(Stored dataset items)
- - -
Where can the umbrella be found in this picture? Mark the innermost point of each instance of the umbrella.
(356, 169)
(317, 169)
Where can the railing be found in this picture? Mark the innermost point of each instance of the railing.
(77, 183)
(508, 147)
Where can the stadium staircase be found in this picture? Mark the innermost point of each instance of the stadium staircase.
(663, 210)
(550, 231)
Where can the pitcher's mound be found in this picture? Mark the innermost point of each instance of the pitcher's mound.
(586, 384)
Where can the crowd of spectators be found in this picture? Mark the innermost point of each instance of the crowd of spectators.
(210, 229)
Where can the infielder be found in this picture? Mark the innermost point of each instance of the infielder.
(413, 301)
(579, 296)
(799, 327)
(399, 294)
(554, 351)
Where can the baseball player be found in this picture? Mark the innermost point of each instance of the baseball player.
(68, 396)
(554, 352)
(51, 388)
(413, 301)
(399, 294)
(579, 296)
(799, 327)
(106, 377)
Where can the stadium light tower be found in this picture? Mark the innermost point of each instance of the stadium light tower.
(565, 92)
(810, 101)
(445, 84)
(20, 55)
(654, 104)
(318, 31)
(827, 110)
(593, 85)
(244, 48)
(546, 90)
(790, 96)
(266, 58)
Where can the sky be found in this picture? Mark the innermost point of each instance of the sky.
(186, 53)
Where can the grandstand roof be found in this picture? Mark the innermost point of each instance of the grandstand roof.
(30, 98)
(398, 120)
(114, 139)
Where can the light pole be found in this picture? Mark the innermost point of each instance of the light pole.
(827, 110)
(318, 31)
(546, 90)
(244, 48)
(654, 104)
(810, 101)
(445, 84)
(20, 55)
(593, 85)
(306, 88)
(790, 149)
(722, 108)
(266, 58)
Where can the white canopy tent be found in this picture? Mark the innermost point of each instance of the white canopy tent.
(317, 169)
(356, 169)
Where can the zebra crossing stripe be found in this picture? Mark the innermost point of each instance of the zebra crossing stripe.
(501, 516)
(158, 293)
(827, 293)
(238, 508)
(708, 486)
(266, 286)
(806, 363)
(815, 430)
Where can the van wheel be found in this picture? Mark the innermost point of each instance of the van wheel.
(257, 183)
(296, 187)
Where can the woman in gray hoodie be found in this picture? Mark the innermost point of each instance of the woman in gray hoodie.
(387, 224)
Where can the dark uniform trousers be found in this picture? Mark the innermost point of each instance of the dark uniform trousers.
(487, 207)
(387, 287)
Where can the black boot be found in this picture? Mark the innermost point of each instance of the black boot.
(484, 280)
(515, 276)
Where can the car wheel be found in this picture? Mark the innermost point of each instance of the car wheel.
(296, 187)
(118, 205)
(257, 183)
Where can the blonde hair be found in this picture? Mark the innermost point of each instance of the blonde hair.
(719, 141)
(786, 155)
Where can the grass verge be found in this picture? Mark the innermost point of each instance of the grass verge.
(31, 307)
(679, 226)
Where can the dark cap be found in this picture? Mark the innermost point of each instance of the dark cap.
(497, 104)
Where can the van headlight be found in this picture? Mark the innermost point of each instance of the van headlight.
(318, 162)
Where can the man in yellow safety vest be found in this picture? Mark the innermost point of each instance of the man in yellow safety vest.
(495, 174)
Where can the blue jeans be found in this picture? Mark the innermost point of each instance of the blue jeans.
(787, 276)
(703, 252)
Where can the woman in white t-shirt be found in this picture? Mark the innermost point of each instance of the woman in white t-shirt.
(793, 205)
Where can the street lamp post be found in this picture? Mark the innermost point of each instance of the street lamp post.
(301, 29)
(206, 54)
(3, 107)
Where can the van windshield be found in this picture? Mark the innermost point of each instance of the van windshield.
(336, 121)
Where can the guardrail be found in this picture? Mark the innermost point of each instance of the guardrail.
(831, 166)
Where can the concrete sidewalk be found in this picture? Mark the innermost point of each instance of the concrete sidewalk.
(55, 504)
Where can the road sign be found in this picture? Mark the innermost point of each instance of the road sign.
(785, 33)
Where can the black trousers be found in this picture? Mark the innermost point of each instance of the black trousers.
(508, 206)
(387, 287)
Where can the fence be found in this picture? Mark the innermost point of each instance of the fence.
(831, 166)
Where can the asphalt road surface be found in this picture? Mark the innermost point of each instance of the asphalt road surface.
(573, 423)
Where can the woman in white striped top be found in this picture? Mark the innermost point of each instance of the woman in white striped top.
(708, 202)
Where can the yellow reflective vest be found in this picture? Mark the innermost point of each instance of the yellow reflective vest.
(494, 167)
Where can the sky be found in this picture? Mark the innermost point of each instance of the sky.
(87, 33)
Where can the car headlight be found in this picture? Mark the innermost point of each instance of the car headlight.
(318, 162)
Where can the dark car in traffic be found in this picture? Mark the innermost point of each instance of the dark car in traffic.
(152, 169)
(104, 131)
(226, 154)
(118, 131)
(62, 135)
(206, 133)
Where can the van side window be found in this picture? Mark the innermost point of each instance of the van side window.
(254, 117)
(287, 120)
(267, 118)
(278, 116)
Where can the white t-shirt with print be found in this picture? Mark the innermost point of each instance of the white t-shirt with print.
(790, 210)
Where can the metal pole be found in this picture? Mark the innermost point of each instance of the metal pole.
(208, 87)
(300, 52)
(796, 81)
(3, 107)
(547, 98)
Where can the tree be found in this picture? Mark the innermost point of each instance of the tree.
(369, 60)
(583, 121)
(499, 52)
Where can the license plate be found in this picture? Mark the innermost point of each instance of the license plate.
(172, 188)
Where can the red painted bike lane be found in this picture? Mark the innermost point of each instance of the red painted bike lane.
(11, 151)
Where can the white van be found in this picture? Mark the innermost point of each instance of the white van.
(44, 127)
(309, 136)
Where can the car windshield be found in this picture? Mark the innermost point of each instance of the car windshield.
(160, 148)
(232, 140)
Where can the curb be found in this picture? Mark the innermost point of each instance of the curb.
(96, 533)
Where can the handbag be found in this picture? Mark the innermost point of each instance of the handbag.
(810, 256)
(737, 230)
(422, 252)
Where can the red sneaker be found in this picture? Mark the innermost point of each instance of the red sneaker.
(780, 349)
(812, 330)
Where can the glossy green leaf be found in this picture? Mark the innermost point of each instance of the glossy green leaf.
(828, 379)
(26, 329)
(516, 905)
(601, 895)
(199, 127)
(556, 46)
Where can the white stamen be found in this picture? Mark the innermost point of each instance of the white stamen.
- - -
#### [EXERCISE OBJECTIVE]
All the records above need to be transcribed exactly and in full.

#### [WRITTEN REPLY]
Where can the umbrella be found in this picture? Mark the innermost point of each instance of the umbrella.
(356, 169)
(317, 169)
Where can the railing be found in this picture? Mark the innermost point of each instance of the railing.
(77, 183)
(508, 147)
Where can the stadium staircase be found in this picture? Mark the innermost point of each instance of the stadium staircase.
(663, 210)
(550, 231)
Where can the pitcher's mound be found in this picture? Mark the innermost point of each instance of the pitcher's mound.
(586, 384)
Where can the crowd of spectators be found in this picture? Mark the innermost point of each instance of the crowd of spectators.
(210, 229)
Where can the infielder be found in this picture? Mark the innermost point of each instance of the infielder.
(413, 301)
(579, 296)
(799, 327)
(399, 294)
(554, 351)
Where can the baseball player be found in this picture? Mark the innermost point of each instance of the baseball player.
(68, 396)
(554, 352)
(51, 388)
(413, 301)
(399, 294)
(579, 296)
(799, 327)
(106, 377)
Where can the stadium light tower be found in this picture? Mark the innermost point of each instance of the stadium light tower.
(565, 92)
(810, 101)
(445, 84)
(20, 55)
(654, 104)
(318, 31)
(827, 110)
(593, 85)
(244, 48)
(546, 90)
(790, 96)
(266, 58)
Where can the sky be found in this picture? Mark the innermost point of each instance of the sky.
(186, 53)
Where can the grandstand roof be found in this picture? Mark the innermost point of each instance of the grandstand roof.
(30, 98)
(398, 120)
(114, 139)
Where can the light pole be found in this picture? Mark the innermost point of each instance of the light pole.
(827, 110)
(318, 31)
(546, 90)
(244, 48)
(654, 104)
(810, 101)
(445, 84)
(20, 55)
(593, 85)
(306, 88)
(790, 149)
(722, 108)
(266, 58)
Where can the white canopy tent be found in this picture? Mark the innermost point of each instance of the white canopy tent.
(317, 169)
(356, 169)
Where can the zebra crossing stripe be found in this picture? Mark the innermost point of each instance of the zebra crossing stripe.
(501, 516)
(158, 293)
(827, 293)
(238, 508)
(708, 486)
(266, 286)
(806, 363)
(815, 430)
Where can the van wheel be found in this picture? Mark the innermost point of each instance of the van wheel.
(257, 183)
(296, 187)
Where can the woman in gray hoodie be found in this picture? Mark the innermost point of each instance of the woman in gray hoodie.
(387, 224)
Where can the dark uniform trousers be found in this picture? Mark the innermost point of each instance of the dark uniform trousers.
(487, 207)
(387, 287)
Where can the black boot be found in this picture? Mark the innermost point of each instance of the black boot.
(484, 280)
(515, 276)
Where can the car wheel be found in this picture? Mark the innermost point of each instance of the car wheel.
(296, 187)
(118, 205)
(257, 183)
Where can the blonde hair be found in this picture? Mark the innermost point of each instance of the blonde hair.
(719, 141)
(786, 155)
Where can the grass verge be found in this picture? Mark the innermost point of each instance of the grass verge.
(31, 307)
(679, 226)
Where can the dark cap be found in this picture? Mark the innermost point of each instance of the dark cap.
(497, 104)
Where can the van headlight be found in this picture? Mark the innermost point of each instance of the van headlight.
(318, 162)
Where can the man in yellow safety vest be found in this picture? Mark the innermost point of each instance of the man in yellow safety vest.
(495, 174)
Where can the blue jeans be found in this picture? Mark the innermost point of each instance of the blue jeans.
(787, 276)
(703, 252)
Where can the woman in white t-shirt be found in this picture? Mark the innermost point of each instance of the woman in white t-shirt.
(793, 205)
Where can the street lamp post be found in this picture? Mark the innermost point of each instance of the street lamp post.
(301, 29)
(206, 54)
(3, 107)
Where can the van windshield be found in this picture? Mark the innermost point of each instance of the van windshield.
(336, 121)
Where can the guardrail be found in this picture? Mark the innermost point of each instance of the guardrail.
(831, 166)
Where can the concrete sidewalk be found in this picture? Mark the innermost point of each instance of the concrete sidewalk.
(55, 504)
Where can the road sign be found in this picture? Mark the innermost point of each instance of the road sign.
(785, 33)
Where can the black trousers be found in this picture? Mark the innermost point of each instance of the black trousers.
(508, 206)
(387, 287)
Where can the fence be found in this picture? Mark the innermost point of each instance of the fence.
(831, 166)
Where can the asphalt road surface be found in this picture? Mark the innermost point of each instance of the asphalt road surface.
(573, 423)
Where can the woman in white striped top be found in this picture? Mark the innermost point of each instance of the woman in white striped top.
(708, 202)
Where can the yellow reflective vest be found in this picture? Mark the innermost point of each instance of the yellow reflective vest.
(494, 167)
Where can the sky be found in this picture? Mark the innermost point of each instance of the sky.
(87, 33)
Where can the car headlight be found in this picture? Mark the innermost point of each instance of the car headlight.
(318, 162)
Where can the dark car in traffic be found in this picture? Mark the innermost point of each instance of the dark car in traffic.
(152, 169)
(104, 131)
(226, 154)
(118, 131)
(62, 135)
(206, 133)
Where can the van side window be found in this picture? Mark the innermost point of each instance of the van side window.
(254, 117)
(287, 120)
(267, 118)
(278, 116)
Where can the white t-shirt with print be found in this picture? Mark the innermost point of each instance of the white t-shirt with print.
(790, 210)
Where can the metal pole be found in this picture? Mark the innermost point of each instance of the metal pole.
(208, 87)
(300, 52)
(796, 81)
(3, 107)
(547, 98)
Where can the tree be found in this picture? Mark the innermost point of each instance of the tree.
(369, 60)
(583, 121)
(499, 52)
Where can the license plate be found in this picture? Mark the innermost point of each instance of the license plate.
(172, 188)
Where can the red painted bike lane be found in this picture? Mark the innermost point of each instance of the red painted bike lane.
(11, 151)
Where can the white van be found in this picture? Mark the innermost point of each instance of the white van.
(44, 127)
(309, 136)
Where can the car windshield be found in this picture? Mark the innermost point of each instance of the car windshield.
(160, 148)
(232, 140)
Where can the curb be found in this picture? Mark the innermost point of each instance of the curb.
(96, 533)
Where can the handbag be found in this picture? Mark the innermost point of each instance of the handbag.
(810, 256)
(737, 230)
(422, 252)
Where can the red sneaker be found in this picture? Mark the innermost point of each instance of the red sneaker.
(780, 349)
(812, 330)
Where can the glossy green leaf be found in this picture? Mark the innermost point of each instance of the glossy green leaf.
(828, 379)
(26, 329)
(516, 905)
(601, 895)
(199, 127)
(556, 46)
Where can the white stamen be found in this picture? Mark the innermost point of each instance of the white stamen.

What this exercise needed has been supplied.